_SET TASK_
Render every line of the entries below as a JSON list of strings, one string per line, with blank lines omitted. Leave the pictures out of the result.
=======
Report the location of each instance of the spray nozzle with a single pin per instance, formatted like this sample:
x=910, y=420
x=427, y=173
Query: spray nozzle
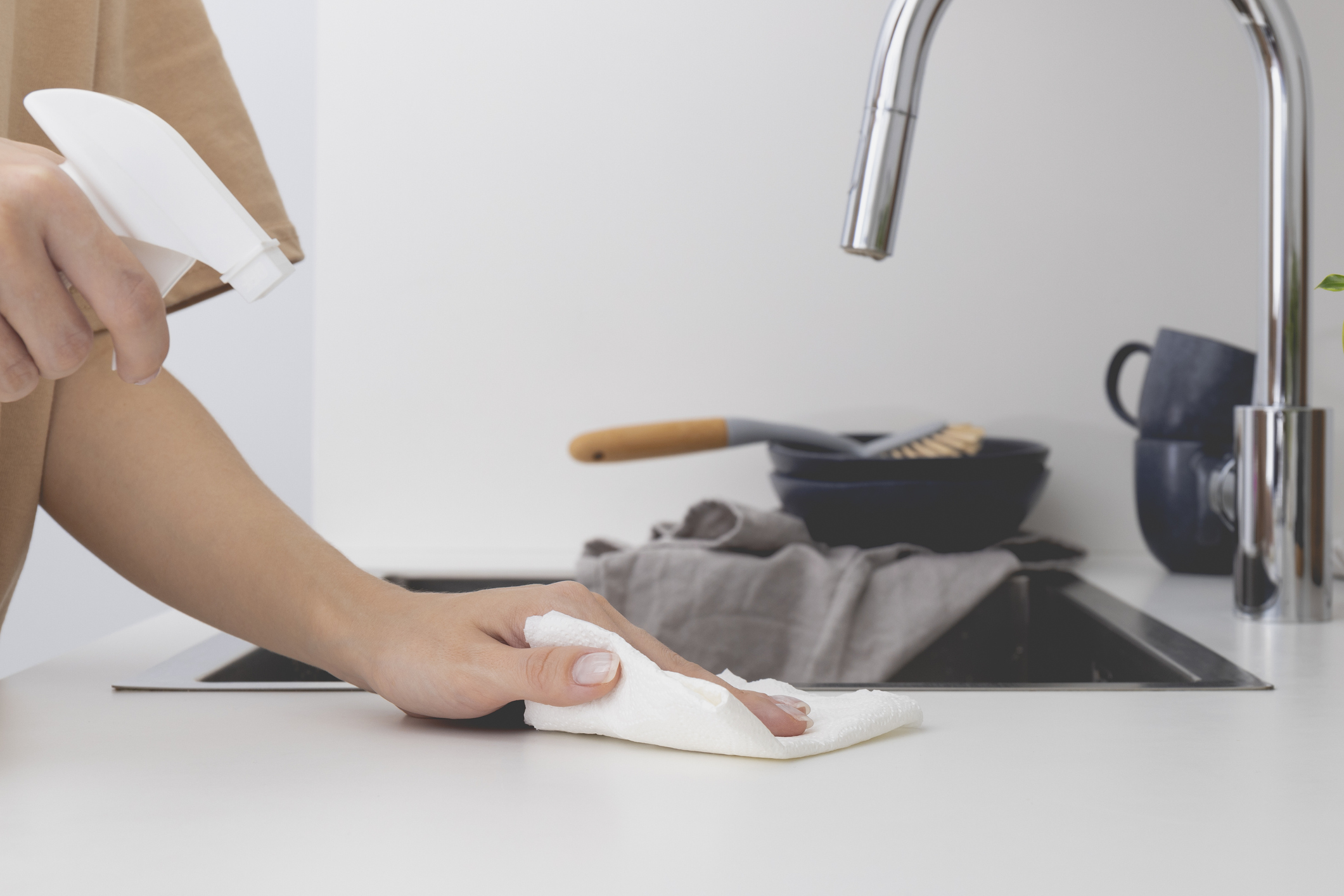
x=153, y=191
=======
_RESPONSE TO THIS TASK_
[
  "Report the location of each instance of the spray nozzle with a single pin per instance, formatted like this sample:",
  "x=910, y=420",
  "x=427, y=173",
  "Query: spray nozzle",
  "x=153, y=191"
]